* [CONSIGNE ÉCRITE A] Renvoie chaque ligne des enregistrements qui contient la chaîne "huawei".

* [DOCUMENT]
En choisissant de faire bloc dans leur diversité, les marcheurs ont aussi réussi à substituer aux thèmes imposés par les élites politiques et médiatiques (tels que celui de “la guerre des clans” ou de “la menace islamiste”) un consensus sur les fondements de l’Etat algérien qu’il souhaite voir advenir. On peut citer entre autres l’affirmation du pluralisme ethnique et religieux (en écho à la tentative de l’armée de présenter la culture berbère comme élément perturbateur de l’identité nationale), de la participation égale de la femme, de la souveraineté nationale économique (en dénonçant la corruption et plus récemment la loi sur les hydrocarbures), du respect de la liberté d’expression (en soutenant les associations de prisonniers d’opinion et en réclamant leur libération), du refus des soutien des puissances étrangères au régime (un des slogans recommandant d’aller “organiser des élections aux Emirats”), et de la solidarité entre algériens (en reprenant ensemble les mêmes mots d’ordre dans l’ensemble du pays et au sein des diasporas algériennes dans le monde).

Signe de son enracinement dans la société algérienne, les actions inspirées du hirak débordent de plus en plus des marches hebdomadaires. Des bureaux de votes ont été fermés afin d’empêcher les élections de s’y tenir. Les manifestations devant le parlement et autres institutions se multiplient. Des personnels des mairies, le corps professoral et l’union nationale des avocats ont refusé de surveiller le scrutin. Les appels à une grève générale, approuvés par divers syndicats (indépendants) de la fonction publique, et le corps des magistrats a lancé une opération de boycott des tribunaux qui a paralysé le pays.

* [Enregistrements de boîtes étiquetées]
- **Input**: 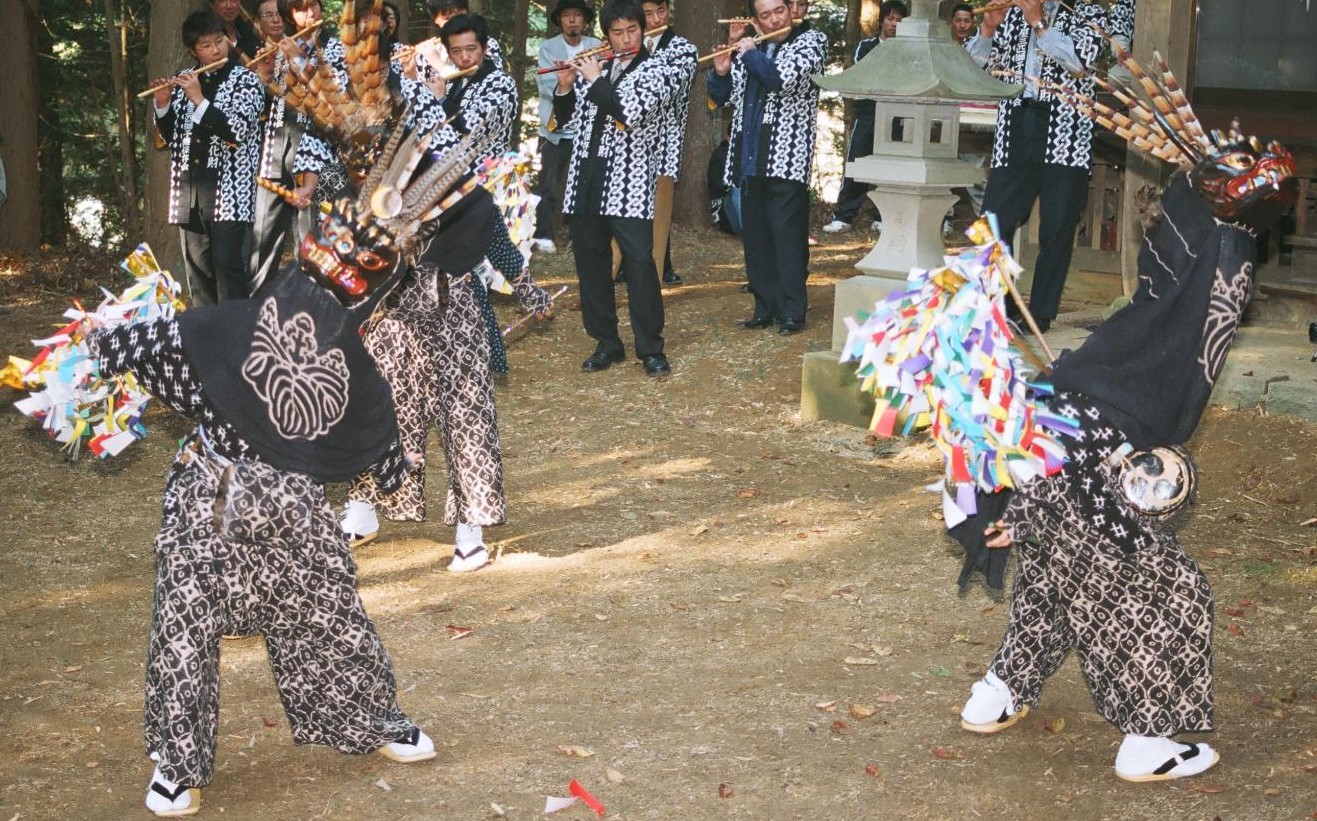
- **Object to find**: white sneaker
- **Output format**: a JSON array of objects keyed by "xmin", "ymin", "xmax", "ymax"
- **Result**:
[
  {"xmin": 146, "ymin": 752, "xmax": 202, "ymax": 818},
  {"xmin": 448, "ymin": 544, "xmax": 490, "ymax": 573},
  {"xmin": 1115, "ymin": 735, "xmax": 1221, "ymax": 781},
  {"xmin": 379, "ymin": 727, "xmax": 436, "ymax": 764},
  {"xmin": 338, "ymin": 501, "xmax": 379, "ymax": 547},
  {"xmin": 960, "ymin": 671, "xmax": 1029, "ymax": 733}
]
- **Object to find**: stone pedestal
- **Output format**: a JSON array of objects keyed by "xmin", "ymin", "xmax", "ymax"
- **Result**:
[{"xmin": 801, "ymin": 0, "xmax": 1019, "ymax": 427}]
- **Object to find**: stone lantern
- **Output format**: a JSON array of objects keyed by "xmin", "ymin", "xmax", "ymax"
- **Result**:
[{"xmin": 801, "ymin": 0, "xmax": 1021, "ymax": 424}]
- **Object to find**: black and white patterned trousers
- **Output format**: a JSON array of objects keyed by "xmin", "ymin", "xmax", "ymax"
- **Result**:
[
  {"xmin": 145, "ymin": 436, "xmax": 415, "ymax": 787},
  {"xmin": 992, "ymin": 394, "xmax": 1213, "ymax": 735},
  {"xmin": 348, "ymin": 266, "xmax": 507, "ymax": 527}
]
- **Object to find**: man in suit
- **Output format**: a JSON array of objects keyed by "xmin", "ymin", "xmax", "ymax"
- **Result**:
[
  {"xmin": 706, "ymin": 0, "xmax": 827, "ymax": 336},
  {"xmin": 823, "ymin": 0, "xmax": 909, "ymax": 233},
  {"xmin": 535, "ymin": 0, "xmax": 599, "ymax": 253},
  {"xmin": 553, "ymin": 0, "xmax": 686, "ymax": 376}
]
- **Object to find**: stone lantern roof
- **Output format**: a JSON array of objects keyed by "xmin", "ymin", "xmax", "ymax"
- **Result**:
[{"xmin": 814, "ymin": 0, "xmax": 1023, "ymax": 103}]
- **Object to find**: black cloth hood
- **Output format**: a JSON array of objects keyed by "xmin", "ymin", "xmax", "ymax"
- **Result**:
[
  {"xmin": 178, "ymin": 264, "xmax": 398, "ymax": 482},
  {"xmin": 420, "ymin": 186, "xmax": 503, "ymax": 275},
  {"xmin": 1052, "ymin": 175, "xmax": 1256, "ymax": 449}
]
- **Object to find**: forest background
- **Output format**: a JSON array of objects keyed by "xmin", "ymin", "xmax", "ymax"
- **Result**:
[{"xmin": 0, "ymin": 0, "xmax": 900, "ymax": 265}]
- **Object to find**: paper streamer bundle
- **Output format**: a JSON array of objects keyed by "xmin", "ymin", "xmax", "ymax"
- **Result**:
[
  {"xmin": 475, "ymin": 152, "xmax": 540, "ymax": 294},
  {"xmin": 475, "ymin": 152, "xmax": 540, "ymax": 257},
  {"xmin": 842, "ymin": 217, "xmax": 1075, "ymax": 527},
  {"xmin": 0, "ymin": 244, "xmax": 183, "ymax": 459}
]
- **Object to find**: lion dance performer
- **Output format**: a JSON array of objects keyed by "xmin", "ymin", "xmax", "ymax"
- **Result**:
[
  {"xmin": 960, "ymin": 46, "xmax": 1295, "ymax": 781},
  {"xmin": 87, "ymin": 3, "xmax": 497, "ymax": 816}
]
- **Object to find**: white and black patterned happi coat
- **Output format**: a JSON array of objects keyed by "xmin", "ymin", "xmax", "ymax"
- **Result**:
[
  {"xmin": 402, "ymin": 57, "xmax": 518, "ymax": 170},
  {"xmin": 554, "ymin": 49, "xmax": 687, "ymax": 220},
  {"xmin": 653, "ymin": 29, "xmax": 698, "ymax": 179},
  {"xmin": 155, "ymin": 62, "xmax": 265, "ymax": 224},
  {"xmin": 988, "ymin": 3, "xmax": 1108, "ymax": 169},
  {"xmin": 723, "ymin": 24, "xmax": 827, "ymax": 186}
]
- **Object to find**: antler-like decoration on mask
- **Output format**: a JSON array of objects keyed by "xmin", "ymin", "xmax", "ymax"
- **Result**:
[{"xmin": 271, "ymin": 0, "xmax": 398, "ymax": 181}]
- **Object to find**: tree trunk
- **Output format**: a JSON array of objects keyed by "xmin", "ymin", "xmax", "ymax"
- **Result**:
[
  {"xmin": 508, "ymin": 0, "xmax": 531, "ymax": 94},
  {"xmin": 0, "ymin": 0, "xmax": 41, "ymax": 250},
  {"xmin": 146, "ymin": 0, "xmax": 196, "ymax": 275},
  {"xmin": 672, "ymin": 0, "xmax": 745, "ymax": 228},
  {"xmin": 105, "ymin": 0, "xmax": 141, "ymax": 245},
  {"xmin": 37, "ymin": 6, "xmax": 68, "ymax": 246}
]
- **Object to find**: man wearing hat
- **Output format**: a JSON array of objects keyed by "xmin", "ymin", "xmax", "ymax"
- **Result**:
[{"xmin": 535, "ymin": 0, "xmax": 599, "ymax": 253}]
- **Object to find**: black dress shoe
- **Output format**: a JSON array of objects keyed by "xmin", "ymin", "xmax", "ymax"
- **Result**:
[
  {"xmin": 581, "ymin": 351, "xmax": 627, "ymax": 372},
  {"xmin": 644, "ymin": 353, "xmax": 672, "ymax": 377}
]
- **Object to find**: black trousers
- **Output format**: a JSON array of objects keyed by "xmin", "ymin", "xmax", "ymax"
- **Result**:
[
  {"xmin": 248, "ymin": 121, "xmax": 306, "ymax": 294},
  {"xmin": 832, "ymin": 115, "xmax": 881, "ymax": 223},
  {"xmin": 179, "ymin": 208, "xmax": 252, "ymax": 306},
  {"xmin": 570, "ymin": 161, "xmax": 663, "ymax": 358},
  {"xmin": 535, "ymin": 137, "xmax": 572, "ymax": 240},
  {"xmin": 741, "ymin": 177, "xmax": 810, "ymax": 322},
  {"xmin": 984, "ymin": 105, "xmax": 1089, "ymax": 320}
]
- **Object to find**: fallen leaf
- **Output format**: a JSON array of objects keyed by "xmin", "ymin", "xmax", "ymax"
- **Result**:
[{"xmin": 558, "ymin": 745, "xmax": 594, "ymax": 758}]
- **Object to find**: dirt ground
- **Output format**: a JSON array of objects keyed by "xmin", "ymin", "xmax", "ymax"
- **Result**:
[{"xmin": 0, "ymin": 226, "xmax": 1317, "ymax": 821}]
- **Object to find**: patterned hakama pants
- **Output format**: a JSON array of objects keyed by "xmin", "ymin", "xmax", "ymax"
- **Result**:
[
  {"xmin": 145, "ymin": 444, "xmax": 415, "ymax": 787},
  {"xmin": 348, "ymin": 266, "xmax": 507, "ymax": 527},
  {"xmin": 992, "ymin": 394, "xmax": 1213, "ymax": 735}
]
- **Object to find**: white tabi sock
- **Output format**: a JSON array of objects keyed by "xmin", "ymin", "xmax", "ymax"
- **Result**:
[{"xmin": 453, "ymin": 522, "xmax": 485, "ymax": 555}]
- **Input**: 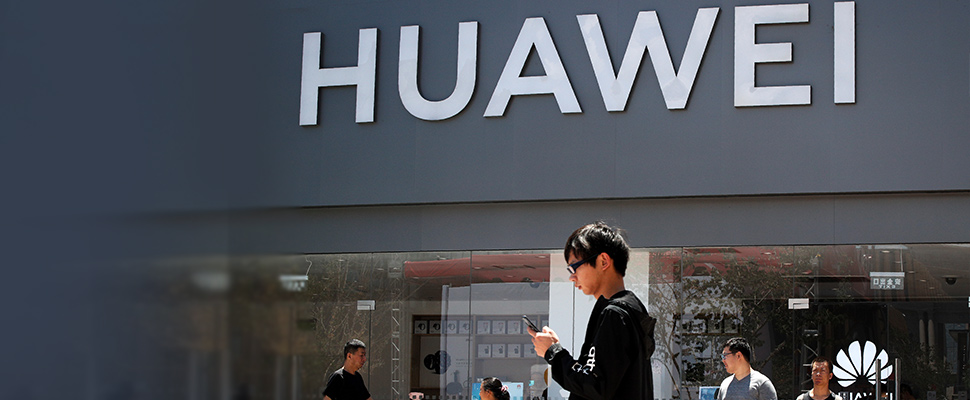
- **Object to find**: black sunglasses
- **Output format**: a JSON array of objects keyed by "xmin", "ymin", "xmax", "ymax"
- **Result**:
[{"xmin": 566, "ymin": 254, "xmax": 600, "ymax": 275}]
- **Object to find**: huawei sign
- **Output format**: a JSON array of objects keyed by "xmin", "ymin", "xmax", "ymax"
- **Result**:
[{"xmin": 832, "ymin": 341, "xmax": 893, "ymax": 387}]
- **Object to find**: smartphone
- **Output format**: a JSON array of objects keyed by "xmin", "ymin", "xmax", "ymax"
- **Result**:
[{"xmin": 522, "ymin": 315, "xmax": 542, "ymax": 332}]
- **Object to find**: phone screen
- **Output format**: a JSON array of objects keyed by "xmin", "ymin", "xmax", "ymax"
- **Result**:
[{"xmin": 522, "ymin": 315, "xmax": 542, "ymax": 332}]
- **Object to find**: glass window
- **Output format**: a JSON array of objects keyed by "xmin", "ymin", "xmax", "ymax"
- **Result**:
[{"xmin": 123, "ymin": 244, "xmax": 970, "ymax": 400}]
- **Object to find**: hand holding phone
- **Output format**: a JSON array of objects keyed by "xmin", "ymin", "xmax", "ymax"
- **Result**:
[{"xmin": 522, "ymin": 315, "xmax": 542, "ymax": 333}]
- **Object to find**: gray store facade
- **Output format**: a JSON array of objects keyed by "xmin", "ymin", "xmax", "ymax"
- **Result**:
[{"xmin": 60, "ymin": 0, "xmax": 970, "ymax": 400}]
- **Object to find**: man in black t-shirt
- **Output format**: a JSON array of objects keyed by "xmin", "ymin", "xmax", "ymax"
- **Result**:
[
  {"xmin": 323, "ymin": 339, "xmax": 374, "ymax": 400},
  {"xmin": 527, "ymin": 222, "xmax": 657, "ymax": 400}
]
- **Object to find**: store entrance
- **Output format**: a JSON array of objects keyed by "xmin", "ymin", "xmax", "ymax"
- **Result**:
[{"xmin": 792, "ymin": 246, "xmax": 970, "ymax": 400}]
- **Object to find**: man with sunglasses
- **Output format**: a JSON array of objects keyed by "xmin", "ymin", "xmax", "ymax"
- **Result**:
[
  {"xmin": 717, "ymin": 337, "xmax": 778, "ymax": 400},
  {"xmin": 528, "ymin": 222, "xmax": 656, "ymax": 400}
]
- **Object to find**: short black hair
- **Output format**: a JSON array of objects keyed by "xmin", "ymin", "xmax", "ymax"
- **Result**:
[
  {"xmin": 563, "ymin": 221, "xmax": 630, "ymax": 276},
  {"xmin": 344, "ymin": 339, "xmax": 367, "ymax": 360},
  {"xmin": 724, "ymin": 337, "xmax": 754, "ymax": 364},
  {"xmin": 812, "ymin": 356, "xmax": 832, "ymax": 374},
  {"xmin": 482, "ymin": 376, "xmax": 512, "ymax": 400}
]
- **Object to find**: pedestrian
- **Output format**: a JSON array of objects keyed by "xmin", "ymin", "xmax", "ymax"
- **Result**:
[
  {"xmin": 795, "ymin": 356, "xmax": 842, "ymax": 400},
  {"xmin": 323, "ymin": 339, "xmax": 373, "ymax": 400},
  {"xmin": 527, "ymin": 222, "xmax": 656, "ymax": 400},
  {"xmin": 717, "ymin": 337, "xmax": 778, "ymax": 400}
]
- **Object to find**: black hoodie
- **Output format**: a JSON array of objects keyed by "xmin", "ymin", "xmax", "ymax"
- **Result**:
[{"xmin": 545, "ymin": 290, "xmax": 657, "ymax": 400}]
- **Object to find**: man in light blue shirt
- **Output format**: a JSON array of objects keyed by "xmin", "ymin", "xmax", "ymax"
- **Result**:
[{"xmin": 717, "ymin": 337, "xmax": 778, "ymax": 400}]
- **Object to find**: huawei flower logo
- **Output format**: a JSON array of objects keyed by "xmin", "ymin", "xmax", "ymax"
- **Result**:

* [CONSIGNE ÉCRITE B] D'après le texte sur le hirak, qui a refusé de surveiller le scrutin ?

* [SORTIE COMPLÈTE A]
- **Object to find**: huawei sign
- **Object to find**: huawei flower logo

* [SORTIE COMPLÈTE B] Des personnels des mairies, le corps professoral et l'union nationale des avocats.